INSTRUCTIONS TO FOLLOW
Print the lines that follow word for word, beginning with the line containing "Provide one point per instance of the textured" and ending with the line containing "[(219, 273)]", with both of those lines included.

[Extracted data entries]

--- Start ---

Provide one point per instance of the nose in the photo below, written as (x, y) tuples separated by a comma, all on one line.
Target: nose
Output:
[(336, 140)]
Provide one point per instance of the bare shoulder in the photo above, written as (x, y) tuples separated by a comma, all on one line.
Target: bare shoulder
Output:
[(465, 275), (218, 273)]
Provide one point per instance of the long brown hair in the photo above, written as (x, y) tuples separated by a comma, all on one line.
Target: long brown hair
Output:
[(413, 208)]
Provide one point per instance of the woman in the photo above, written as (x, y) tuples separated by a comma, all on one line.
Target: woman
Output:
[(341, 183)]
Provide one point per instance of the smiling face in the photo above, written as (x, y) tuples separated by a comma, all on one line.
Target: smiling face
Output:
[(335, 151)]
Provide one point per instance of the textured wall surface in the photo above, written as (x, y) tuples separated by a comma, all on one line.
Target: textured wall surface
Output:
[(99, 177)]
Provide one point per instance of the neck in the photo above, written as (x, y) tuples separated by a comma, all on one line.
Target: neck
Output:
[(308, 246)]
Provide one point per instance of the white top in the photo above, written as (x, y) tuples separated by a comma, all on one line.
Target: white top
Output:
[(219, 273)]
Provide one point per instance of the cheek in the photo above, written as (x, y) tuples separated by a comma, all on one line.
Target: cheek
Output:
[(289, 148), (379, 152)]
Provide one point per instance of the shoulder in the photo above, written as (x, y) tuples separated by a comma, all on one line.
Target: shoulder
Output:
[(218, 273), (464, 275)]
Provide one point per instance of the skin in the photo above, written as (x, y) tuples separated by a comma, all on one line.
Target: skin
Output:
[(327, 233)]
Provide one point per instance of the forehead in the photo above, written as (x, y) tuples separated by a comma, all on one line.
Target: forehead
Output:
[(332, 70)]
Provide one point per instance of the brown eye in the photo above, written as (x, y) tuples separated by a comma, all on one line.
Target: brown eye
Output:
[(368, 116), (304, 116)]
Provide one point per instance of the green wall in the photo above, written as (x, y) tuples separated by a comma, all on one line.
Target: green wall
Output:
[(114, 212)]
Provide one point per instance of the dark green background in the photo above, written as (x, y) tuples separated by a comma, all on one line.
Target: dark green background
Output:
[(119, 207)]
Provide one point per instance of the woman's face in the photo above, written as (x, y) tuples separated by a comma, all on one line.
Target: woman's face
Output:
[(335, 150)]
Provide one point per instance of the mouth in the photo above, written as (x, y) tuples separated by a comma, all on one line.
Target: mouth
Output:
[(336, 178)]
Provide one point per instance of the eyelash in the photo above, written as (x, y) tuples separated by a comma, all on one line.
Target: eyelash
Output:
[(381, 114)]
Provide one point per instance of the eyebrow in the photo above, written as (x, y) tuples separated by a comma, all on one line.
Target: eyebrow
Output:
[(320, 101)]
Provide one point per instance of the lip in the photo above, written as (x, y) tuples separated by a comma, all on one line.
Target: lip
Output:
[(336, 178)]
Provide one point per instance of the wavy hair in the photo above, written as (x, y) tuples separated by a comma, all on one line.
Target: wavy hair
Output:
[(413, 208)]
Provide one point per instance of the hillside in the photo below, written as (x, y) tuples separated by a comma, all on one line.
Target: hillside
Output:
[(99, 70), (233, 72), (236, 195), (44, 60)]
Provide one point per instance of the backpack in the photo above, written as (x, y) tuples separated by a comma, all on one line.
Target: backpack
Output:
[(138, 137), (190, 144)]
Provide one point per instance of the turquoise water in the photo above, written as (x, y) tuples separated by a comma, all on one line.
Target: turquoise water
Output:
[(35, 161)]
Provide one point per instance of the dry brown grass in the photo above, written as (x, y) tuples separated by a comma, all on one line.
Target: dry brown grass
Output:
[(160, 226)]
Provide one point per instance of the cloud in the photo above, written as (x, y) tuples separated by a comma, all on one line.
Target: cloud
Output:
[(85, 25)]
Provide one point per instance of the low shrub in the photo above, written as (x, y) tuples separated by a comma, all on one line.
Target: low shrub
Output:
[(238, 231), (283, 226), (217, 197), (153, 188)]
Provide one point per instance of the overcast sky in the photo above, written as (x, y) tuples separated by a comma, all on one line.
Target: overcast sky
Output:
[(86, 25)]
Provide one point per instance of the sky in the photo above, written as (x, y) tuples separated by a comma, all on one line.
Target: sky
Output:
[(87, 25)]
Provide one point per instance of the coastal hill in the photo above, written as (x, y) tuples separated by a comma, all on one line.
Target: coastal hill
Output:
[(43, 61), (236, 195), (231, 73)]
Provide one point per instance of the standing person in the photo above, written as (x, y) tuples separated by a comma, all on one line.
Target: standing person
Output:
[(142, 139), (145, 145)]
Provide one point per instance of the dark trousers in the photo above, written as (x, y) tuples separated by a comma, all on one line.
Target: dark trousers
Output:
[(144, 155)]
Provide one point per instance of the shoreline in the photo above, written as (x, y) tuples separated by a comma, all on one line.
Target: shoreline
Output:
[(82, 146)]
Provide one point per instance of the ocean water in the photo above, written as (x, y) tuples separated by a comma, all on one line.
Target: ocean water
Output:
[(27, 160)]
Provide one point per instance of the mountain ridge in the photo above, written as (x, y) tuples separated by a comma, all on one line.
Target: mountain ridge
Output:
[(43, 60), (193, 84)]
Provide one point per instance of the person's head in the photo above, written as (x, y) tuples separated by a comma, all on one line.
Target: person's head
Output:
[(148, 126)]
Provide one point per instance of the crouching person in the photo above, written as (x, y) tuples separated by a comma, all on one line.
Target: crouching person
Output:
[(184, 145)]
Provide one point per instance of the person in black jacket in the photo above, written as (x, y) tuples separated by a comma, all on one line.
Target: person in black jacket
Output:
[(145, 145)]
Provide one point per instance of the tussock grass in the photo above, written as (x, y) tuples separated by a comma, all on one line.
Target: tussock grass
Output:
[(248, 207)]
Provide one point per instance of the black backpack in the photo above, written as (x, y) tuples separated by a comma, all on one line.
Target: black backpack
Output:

--- End ---

RESPONSE
Provide one point per instance of the textured wall surface in the photo above, written as (x, y) tuples separated by a comma, all on one line.
Target: textured wall surface
Output:
[(99, 177)]
Provide one point per instance of the neck in the photo above, written as (x, y) tuples separated by a comma, all on one line.
Target: neck
Output:
[(308, 246)]
Provide one point per instance of the white top in the photo above, written as (x, y) tuples separated by a comma, all on one line.
Target: white top
Output:
[(219, 273)]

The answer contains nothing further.